=== Information given ===

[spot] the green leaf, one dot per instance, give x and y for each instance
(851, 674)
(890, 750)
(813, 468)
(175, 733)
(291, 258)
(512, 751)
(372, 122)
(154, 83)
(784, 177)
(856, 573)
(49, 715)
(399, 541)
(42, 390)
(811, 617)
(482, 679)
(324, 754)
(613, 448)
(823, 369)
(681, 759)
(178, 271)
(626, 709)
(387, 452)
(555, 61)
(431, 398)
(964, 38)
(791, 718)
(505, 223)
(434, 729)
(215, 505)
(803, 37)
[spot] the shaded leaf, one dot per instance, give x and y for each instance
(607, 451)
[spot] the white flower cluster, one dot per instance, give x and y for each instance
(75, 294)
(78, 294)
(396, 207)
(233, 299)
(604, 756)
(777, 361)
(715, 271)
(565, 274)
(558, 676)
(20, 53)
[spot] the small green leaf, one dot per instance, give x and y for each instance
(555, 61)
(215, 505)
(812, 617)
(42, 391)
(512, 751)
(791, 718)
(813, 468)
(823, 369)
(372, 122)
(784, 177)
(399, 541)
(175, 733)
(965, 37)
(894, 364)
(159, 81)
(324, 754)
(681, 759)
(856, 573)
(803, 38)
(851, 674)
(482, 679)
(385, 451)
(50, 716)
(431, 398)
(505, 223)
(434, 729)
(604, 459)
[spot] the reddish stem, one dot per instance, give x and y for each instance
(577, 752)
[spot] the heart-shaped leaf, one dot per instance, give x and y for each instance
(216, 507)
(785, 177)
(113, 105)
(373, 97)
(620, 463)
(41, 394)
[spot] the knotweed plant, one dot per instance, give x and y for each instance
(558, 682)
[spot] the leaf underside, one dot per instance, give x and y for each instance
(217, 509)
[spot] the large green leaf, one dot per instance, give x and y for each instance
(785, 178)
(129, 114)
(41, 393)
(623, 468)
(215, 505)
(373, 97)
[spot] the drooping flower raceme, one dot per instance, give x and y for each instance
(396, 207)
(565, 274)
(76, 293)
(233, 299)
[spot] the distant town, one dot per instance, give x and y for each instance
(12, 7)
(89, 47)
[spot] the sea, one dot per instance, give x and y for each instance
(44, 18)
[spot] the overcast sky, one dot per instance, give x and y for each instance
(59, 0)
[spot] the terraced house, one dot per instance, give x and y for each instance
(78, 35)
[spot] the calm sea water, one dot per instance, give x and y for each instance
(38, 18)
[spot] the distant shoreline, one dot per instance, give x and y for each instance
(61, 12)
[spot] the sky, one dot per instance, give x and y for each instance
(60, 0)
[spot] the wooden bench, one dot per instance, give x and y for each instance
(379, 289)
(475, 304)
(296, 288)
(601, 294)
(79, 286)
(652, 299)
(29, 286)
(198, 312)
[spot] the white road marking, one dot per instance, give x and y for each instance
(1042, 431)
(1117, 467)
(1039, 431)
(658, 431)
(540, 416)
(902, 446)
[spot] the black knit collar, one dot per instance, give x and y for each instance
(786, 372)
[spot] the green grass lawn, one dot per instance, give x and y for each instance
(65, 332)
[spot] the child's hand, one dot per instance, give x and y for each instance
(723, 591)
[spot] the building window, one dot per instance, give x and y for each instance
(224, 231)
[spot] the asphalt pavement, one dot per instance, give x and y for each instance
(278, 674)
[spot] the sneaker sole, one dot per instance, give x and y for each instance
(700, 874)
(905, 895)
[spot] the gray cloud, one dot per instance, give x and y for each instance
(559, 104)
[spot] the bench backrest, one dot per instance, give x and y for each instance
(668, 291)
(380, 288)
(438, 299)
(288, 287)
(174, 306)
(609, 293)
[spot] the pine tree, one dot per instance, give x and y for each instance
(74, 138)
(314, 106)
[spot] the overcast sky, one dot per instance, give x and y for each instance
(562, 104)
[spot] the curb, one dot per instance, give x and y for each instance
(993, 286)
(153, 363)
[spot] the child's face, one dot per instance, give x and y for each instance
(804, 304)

===

Output the full listing without altering anything.

[spot] the green leaf, one dot per instance, give x and y for each instance
(851, 674)
(890, 750)
(813, 468)
(175, 733)
(291, 258)
(512, 751)
(372, 122)
(154, 83)
(784, 177)
(856, 573)
(49, 715)
(399, 541)
(42, 390)
(811, 617)
(482, 679)
(324, 754)
(613, 448)
(823, 369)
(681, 759)
(178, 271)
(626, 709)
(387, 452)
(555, 61)
(431, 398)
(964, 38)
(791, 718)
(505, 223)
(434, 729)
(215, 505)
(803, 37)
[spot] the shaded leaf, one dot per instance, give x and y for each instance
(607, 451)
[spot] the white flower cluster, one dot per instance, give x and y for each instance
(75, 294)
(78, 294)
(396, 207)
(233, 299)
(604, 756)
(777, 361)
(715, 271)
(565, 274)
(558, 676)
(20, 53)
[spot] the small green leaf, one dot per instance, give x and y for each instance
(555, 61)
(215, 505)
(812, 617)
(42, 391)
(512, 751)
(791, 718)
(813, 468)
(823, 369)
(372, 122)
(784, 177)
(399, 541)
(175, 733)
(965, 37)
(894, 364)
(159, 81)
(324, 754)
(681, 759)
(856, 573)
(803, 38)
(851, 674)
(482, 679)
(385, 451)
(50, 716)
(431, 398)
(505, 223)
(434, 729)
(604, 459)
[spot] the reddish stem, one dot per instance, give x and y for each instance
(577, 752)
[spot] the heart-shaped leaf, one dot per instance, give x and y for each instance
(216, 507)
(785, 177)
(113, 105)
(373, 97)
(620, 463)
(41, 394)
[spot] the knotweed plant, one dot per instance, give x and y for each instance
(558, 682)
[spot] the leaf underside, one dot per instance, give x and y for each instance
(217, 509)
[spot] the large green leaf, one dot per instance, give x and y for each instance
(785, 178)
(129, 114)
(41, 393)
(623, 468)
(215, 505)
(373, 97)
[spot] the drooping flower raceme, one dot per instance, give x and y for each instance
(396, 207)
(565, 274)
(76, 293)
(233, 299)
[spot] the distant town, one dot per instance, give x and y for each instance
(12, 7)
(89, 47)
[spot] the sea, one dot per instance, give x and y for each instance
(44, 18)
[spot] the overcast sky, one dot per instance, give x and y for each instance
(59, 0)
[spot] the terraced house, one dot per instance, give x and y for each instance
(78, 35)
[spot] the calm sea water, one dot per instance, give x and y for each instance
(38, 18)
[spot] the distant shoreline, one dot per instance, give x and y for each instance
(61, 12)
[spot] the sky, one dot per instance, give x and y for each instance
(60, 0)
[spot] the wooden bench, one dot per instance, give x and y for each instance
(379, 289)
(475, 304)
(296, 288)
(601, 294)
(79, 286)
(652, 299)
(29, 286)
(198, 312)
[spot] the white road marking, one dot per instance, give x and y for each instance
(1042, 431)
(1117, 467)
(1039, 431)
(658, 431)
(540, 416)
(902, 446)
[spot] the black knit collar, one dot per instance, give x and y for each instance
(786, 372)
[spot] the green grass lawn, one dot per instance, give x and y for each instance
(65, 332)
[spot] the child's hand, one dot per instance, give x and y for each instance
(723, 591)
[spot] the building window, one dot per instance, give x and y for each instance
(224, 231)
[spot] the asphalt pavement, one dot per instance, give x and y for each instance
(278, 674)
[spot] the sneaker sole, one dot per instance, give x and y for each instance
(700, 874)
(905, 895)
[spot] the gray cloud, one dot per instance, give x and y for each instance
(559, 104)
[spot] the bench backrest, one dot per instance, give x and y for each instance
(668, 291)
(380, 288)
(438, 299)
(288, 287)
(174, 306)
(609, 293)
[spot] the pine tree, one dot per instance, give x and y for each instance
(74, 138)
(314, 106)
[spot] the overcast sky, one dot per instance, give x and y for each instance
(562, 104)
[spot] the curb, one dot per instance, give x and y for each instance
(993, 286)
(153, 363)
[spot] the child's face, one dot per instance, give x and y for each instance
(804, 304)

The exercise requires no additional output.